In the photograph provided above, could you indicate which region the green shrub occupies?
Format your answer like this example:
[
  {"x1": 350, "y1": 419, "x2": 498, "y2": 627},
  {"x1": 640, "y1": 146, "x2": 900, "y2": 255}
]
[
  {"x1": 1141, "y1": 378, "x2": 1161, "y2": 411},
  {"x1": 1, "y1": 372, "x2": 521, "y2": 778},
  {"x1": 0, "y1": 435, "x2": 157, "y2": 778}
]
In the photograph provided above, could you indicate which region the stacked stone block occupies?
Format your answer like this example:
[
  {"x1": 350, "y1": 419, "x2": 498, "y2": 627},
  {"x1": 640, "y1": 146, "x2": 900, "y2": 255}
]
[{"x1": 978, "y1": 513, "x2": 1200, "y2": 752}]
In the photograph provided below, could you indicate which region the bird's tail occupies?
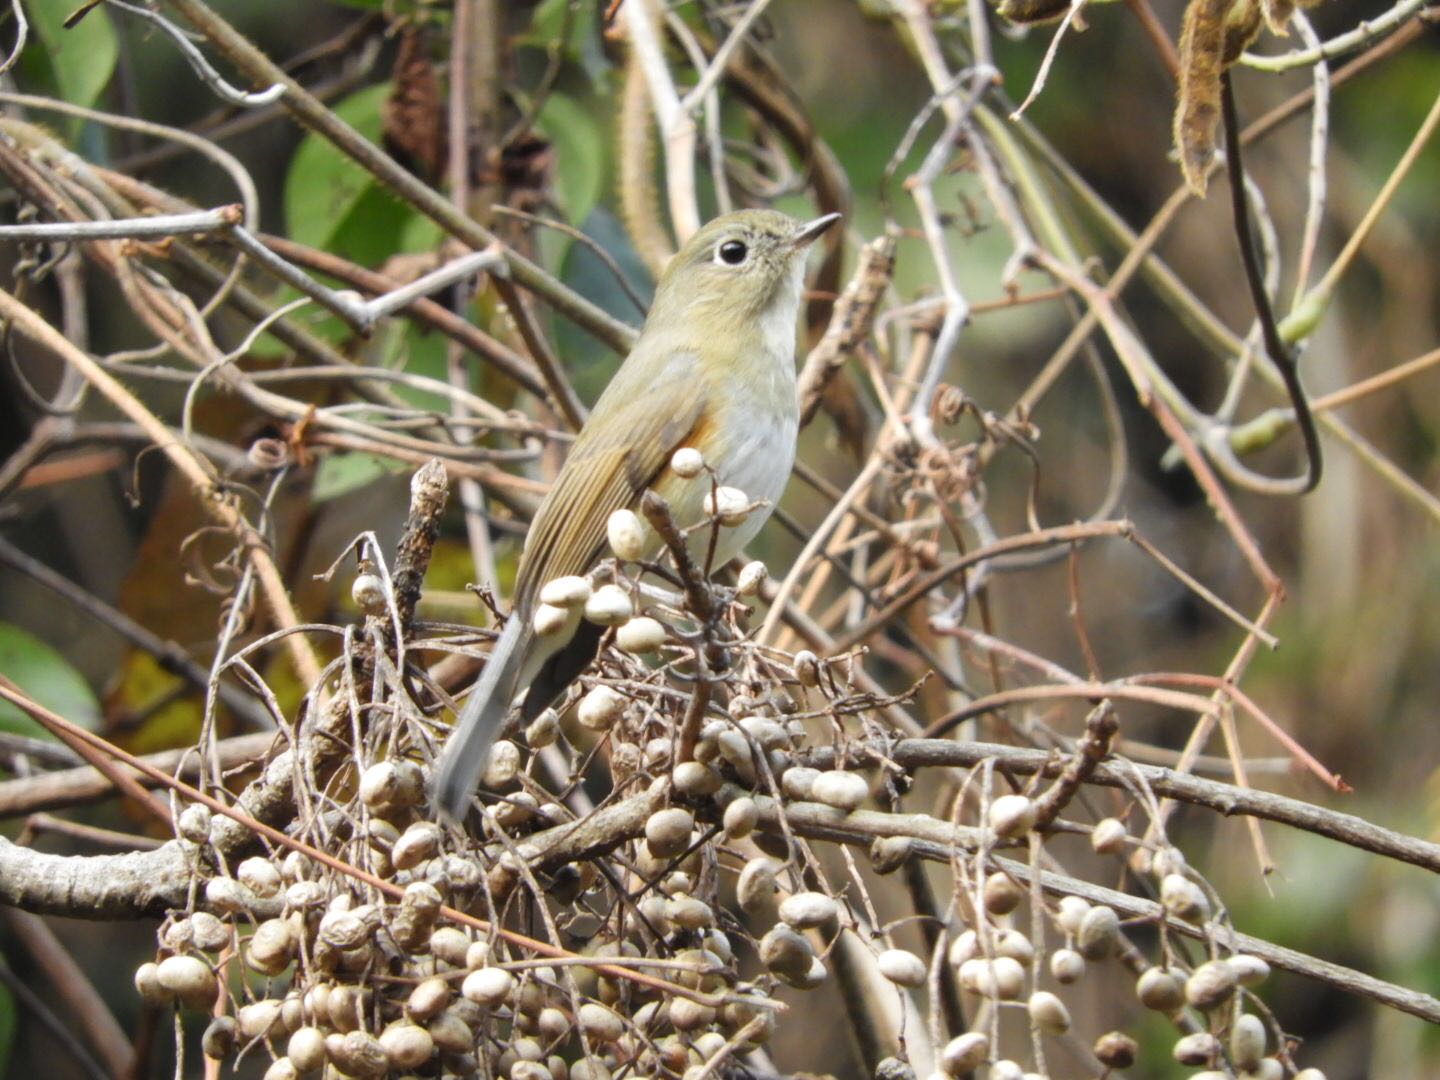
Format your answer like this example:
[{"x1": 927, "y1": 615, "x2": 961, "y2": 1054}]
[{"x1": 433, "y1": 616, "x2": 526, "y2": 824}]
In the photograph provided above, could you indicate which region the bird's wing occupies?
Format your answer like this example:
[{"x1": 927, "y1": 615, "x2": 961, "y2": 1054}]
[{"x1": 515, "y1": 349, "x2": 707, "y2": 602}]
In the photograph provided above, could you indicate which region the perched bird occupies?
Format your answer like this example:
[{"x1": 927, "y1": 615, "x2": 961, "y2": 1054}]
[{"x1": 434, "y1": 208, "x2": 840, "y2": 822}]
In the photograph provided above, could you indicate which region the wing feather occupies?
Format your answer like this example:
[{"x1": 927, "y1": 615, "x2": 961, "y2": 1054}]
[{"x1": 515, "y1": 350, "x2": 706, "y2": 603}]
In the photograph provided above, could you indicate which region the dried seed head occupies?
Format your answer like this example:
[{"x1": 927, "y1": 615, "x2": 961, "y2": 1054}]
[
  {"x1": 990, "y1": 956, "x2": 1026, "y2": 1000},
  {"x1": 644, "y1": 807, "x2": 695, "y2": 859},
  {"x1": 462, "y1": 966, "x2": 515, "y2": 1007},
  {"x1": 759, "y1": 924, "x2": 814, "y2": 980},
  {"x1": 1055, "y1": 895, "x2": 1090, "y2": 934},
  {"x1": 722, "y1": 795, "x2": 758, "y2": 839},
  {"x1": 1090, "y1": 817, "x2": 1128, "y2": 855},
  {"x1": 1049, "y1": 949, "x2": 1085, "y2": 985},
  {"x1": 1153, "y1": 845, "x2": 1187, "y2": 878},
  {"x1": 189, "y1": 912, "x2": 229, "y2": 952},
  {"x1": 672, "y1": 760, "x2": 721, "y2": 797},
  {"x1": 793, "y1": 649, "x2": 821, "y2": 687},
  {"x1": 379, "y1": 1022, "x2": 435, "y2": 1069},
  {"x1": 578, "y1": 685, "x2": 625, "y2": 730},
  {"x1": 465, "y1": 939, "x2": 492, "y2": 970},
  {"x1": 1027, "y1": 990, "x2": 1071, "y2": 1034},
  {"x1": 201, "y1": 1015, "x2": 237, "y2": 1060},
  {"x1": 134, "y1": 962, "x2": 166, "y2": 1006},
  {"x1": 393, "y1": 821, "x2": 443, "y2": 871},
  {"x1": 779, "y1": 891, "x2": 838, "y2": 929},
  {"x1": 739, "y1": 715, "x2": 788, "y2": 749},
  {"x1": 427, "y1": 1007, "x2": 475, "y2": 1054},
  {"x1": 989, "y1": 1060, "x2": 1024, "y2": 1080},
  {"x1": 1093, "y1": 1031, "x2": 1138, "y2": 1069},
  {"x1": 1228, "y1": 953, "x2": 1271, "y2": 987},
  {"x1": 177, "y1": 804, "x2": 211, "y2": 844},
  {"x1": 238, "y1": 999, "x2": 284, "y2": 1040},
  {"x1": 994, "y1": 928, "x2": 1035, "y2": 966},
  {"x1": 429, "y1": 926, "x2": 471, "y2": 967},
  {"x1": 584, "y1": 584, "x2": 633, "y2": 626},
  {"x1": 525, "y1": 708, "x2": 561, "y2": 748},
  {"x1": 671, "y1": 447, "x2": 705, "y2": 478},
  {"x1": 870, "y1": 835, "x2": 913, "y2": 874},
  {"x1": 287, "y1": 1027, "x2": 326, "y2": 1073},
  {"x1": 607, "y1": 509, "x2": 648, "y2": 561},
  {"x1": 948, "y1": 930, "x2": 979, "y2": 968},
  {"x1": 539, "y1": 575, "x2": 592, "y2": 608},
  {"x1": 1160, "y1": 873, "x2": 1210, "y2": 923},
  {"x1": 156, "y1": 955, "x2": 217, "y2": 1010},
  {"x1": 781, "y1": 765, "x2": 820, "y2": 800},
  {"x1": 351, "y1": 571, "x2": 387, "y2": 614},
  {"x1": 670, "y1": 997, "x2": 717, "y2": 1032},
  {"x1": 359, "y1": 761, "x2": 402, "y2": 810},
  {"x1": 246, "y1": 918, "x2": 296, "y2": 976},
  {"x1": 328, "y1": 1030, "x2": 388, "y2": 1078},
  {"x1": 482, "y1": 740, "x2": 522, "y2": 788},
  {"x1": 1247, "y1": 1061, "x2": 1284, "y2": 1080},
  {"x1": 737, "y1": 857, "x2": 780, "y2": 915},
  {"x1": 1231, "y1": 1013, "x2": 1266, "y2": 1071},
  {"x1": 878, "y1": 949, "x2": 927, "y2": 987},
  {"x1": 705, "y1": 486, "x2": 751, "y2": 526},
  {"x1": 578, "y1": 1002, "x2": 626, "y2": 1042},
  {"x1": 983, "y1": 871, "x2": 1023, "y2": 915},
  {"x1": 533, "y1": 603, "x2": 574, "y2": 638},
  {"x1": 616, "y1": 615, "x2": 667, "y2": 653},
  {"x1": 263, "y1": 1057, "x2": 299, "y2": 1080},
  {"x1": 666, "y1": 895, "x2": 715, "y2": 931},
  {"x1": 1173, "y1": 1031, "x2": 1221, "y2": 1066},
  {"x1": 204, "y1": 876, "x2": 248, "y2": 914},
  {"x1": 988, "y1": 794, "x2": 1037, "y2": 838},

> _Problem requirements_
Pictures excluded, quote all the data above exactly.

> _Written solution_
In the photograph provided above, could you indicate which region the green shrub occupies?
Format your answer like this example:
[
  {"x1": 350, "y1": 419, "x2": 498, "y2": 627},
  {"x1": 640, "y1": 146, "x2": 900, "y2": 255}
]
[
  {"x1": 1141, "y1": 378, "x2": 1161, "y2": 411},
  {"x1": 1, "y1": 372, "x2": 521, "y2": 778},
  {"x1": 0, "y1": 435, "x2": 157, "y2": 778}
]
In the photograph provided above, could you indicate which region the stacked stone block occupies?
Format your answer like this example:
[
  {"x1": 350, "y1": 419, "x2": 498, "y2": 627},
  {"x1": 640, "y1": 146, "x2": 900, "y2": 255}
]
[{"x1": 978, "y1": 513, "x2": 1200, "y2": 752}]
In the photograph provided below, could you indicate which region the bird's tail occupies?
Format your answer like this example:
[{"x1": 927, "y1": 615, "x2": 961, "y2": 1054}]
[{"x1": 433, "y1": 616, "x2": 526, "y2": 824}]
In the photograph provided above, could you indicate which region the bird's wing occupies?
Format your answer like this example:
[{"x1": 927, "y1": 615, "x2": 961, "y2": 1054}]
[{"x1": 515, "y1": 349, "x2": 707, "y2": 602}]
In the photograph provided above, could you indicate which region the perched bird occupies?
Format your answer like this example:
[{"x1": 927, "y1": 615, "x2": 961, "y2": 1054}]
[{"x1": 434, "y1": 208, "x2": 840, "y2": 822}]
In the photograph provided above, could you indicate which region the wing feather occupies?
Format your answer like this example:
[{"x1": 927, "y1": 615, "x2": 961, "y2": 1054}]
[{"x1": 515, "y1": 350, "x2": 706, "y2": 603}]
In the photograph provided above, could you indicate which region the dried seed head occupies?
Format your answer like this example:
[{"x1": 927, "y1": 615, "x2": 961, "y2": 1054}]
[
  {"x1": 990, "y1": 956, "x2": 1026, "y2": 1000},
  {"x1": 644, "y1": 807, "x2": 695, "y2": 859},
  {"x1": 462, "y1": 966, "x2": 515, "y2": 1007},
  {"x1": 759, "y1": 924, "x2": 814, "y2": 980},
  {"x1": 1055, "y1": 895, "x2": 1090, "y2": 934},
  {"x1": 722, "y1": 795, "x2": 758, "y2": 839},
  {"x1": 1090, "y1": 817, "x2": 1128, "y2": 855},
  {"x1": 1049, "y1": 949, "x2": 1085, "y2": 985},
  {"x1": 1153, "y1": 845, "x2": 1187, "y2": 878},
  {"x1": 189, "y1": 912, "x2": 229, "y2": 952},
  {"x1": 672, "y1": 760, "x2": 721, "y2": 797},
  {"x1": 793, "y1": 649, "x2": 821, "y2": 687},
  {"x1": 379, "y1": 1022, "x2": 435, "y2": 1069},
  {"x1": 578, "y1": 685, "x2": 625, "y2": 730},
  {"x1": 465, "y1": 939, "x2": 492, "y2": 970},
  {"x1": 1027, "y1": 990, "x2": 1071, "y2": 1034},
  {"x1": 201, "y1": 1015, "x2": 237, "y2": 1060},
  {"x1": 134, "y1": 962, "x2": 166, "y2": 1006},
  {"x1": 393, "y1": 821, "x2": 443, "y2": 871},
  {"x1": 779, "y1": 891, "x2": 838, "y2": 929},
  {"x1": 739, "y1": 715, "x2": 788, "y2": 749},
  {"x1": 427, "y1": 1007, "x2": 475, "y2": 1054},
  {"x1": 989, "y1": 1060, "x2": 1024, "y2": 1080},
  {"x1": 1093, "y1": 1031, "x2": 1138, "y2": 1069},
  {"x1": 1228, "y1": 953, "x2": 1271, "y2": 987},
  {"x1": 177, "y1": 804, "x2": 211, "y2": 844},
  {"x1": 238, "y1": 999, "x2": 284, "y2": 1040},
  {"x1": 994, "y1": 928, "x2": 1035, "y2": 966},
  {"x1": 429, "y1": 926, "x2": 471, "y2": 967},
  {"x1": 584, "y1": 584, "x2": 633, "y2": 626},
  {"x1": 525, "y1": 708, "x2": 561, "y2": 748},
  {"x1": 671, "y1": 447, "x2": 705, "y2": 478},
  {"x1": 870, "y1": 835, "x2": 913, "y2": 874},
  {"x1": 287, "y1": 1027, "x2": 326, "y2": 1073},
  {"x1": 607, "y1": 509, "x2": 648, "y2": 561},
  {"x1": 948, "y1": 930, "x2": 979, "y2": 968},
  {"x1": 539, "y1": 575, "x2": 592, "y2": 608},
  {"x1": 1160, "y1": 873, "x2": 1210, "y2": 923},
  {"x1": 156, "y1": 955, "x2": 217, "y2": 1010},
  {"x1": 781, "y1": 765, "x2": 820, "y2": 800},
  {"x1": 351, "y1": 571, "x2": 387, "y2": 614},
  {"x1": 670, "y1": 997, "x2": 717, "y2": 1032},
  {"x1": 359, "y1": 761, "x2": 402, "y2": 810},
  {"x1": 246, "y1": 918, "x2": 296, "y2": 976},
  {"x1": 328, "y1": 1030, "x2": 388, "y2": 1078},
  {"x1": 482, "y1": 740, "x2": 522, "y2": 788},
  {"x1": 1247, "y1": 1061, "x2": 1284, "y2": 1080},
  {"x1": 737, "y1": 857, "x2": 780, "y2": 915},
  {"x1": 1231, "y1": 1013, "x2": 1266, "y2": 1071},
  {"x1": 878, "y1": 949, "x2": 927, "y2": 987},
  {"x1": 705, "y1": 486, "x2": 751, "y2": 526},
  {"x1": 578, "y1": 1002, "x2": 626, "y2": 1042},
  {"x1": 983, "y1": 871, "x2": 1023, "y2": 915},
  {"x1": 533, "y1": 603, "x2": 574, "y2": 638},
  {"x1": 616, "y1": 615, "x2": 667, "y2": 653},
  {"x1": 263, "y1": 1057, "x2": 299, "y2": 1080},
  {"x1": 666, "y1": 895, "x2": 715, "y2": 931},
  {"x1": 1173, "y1": 1031, "x2": 1221, "y2": 1066},
  {"x1": 204, "y1": 876, "x2": 248, "y2": 914},
  {"x1": 988, "y1": 794, "x2": 1037, "y2": 838},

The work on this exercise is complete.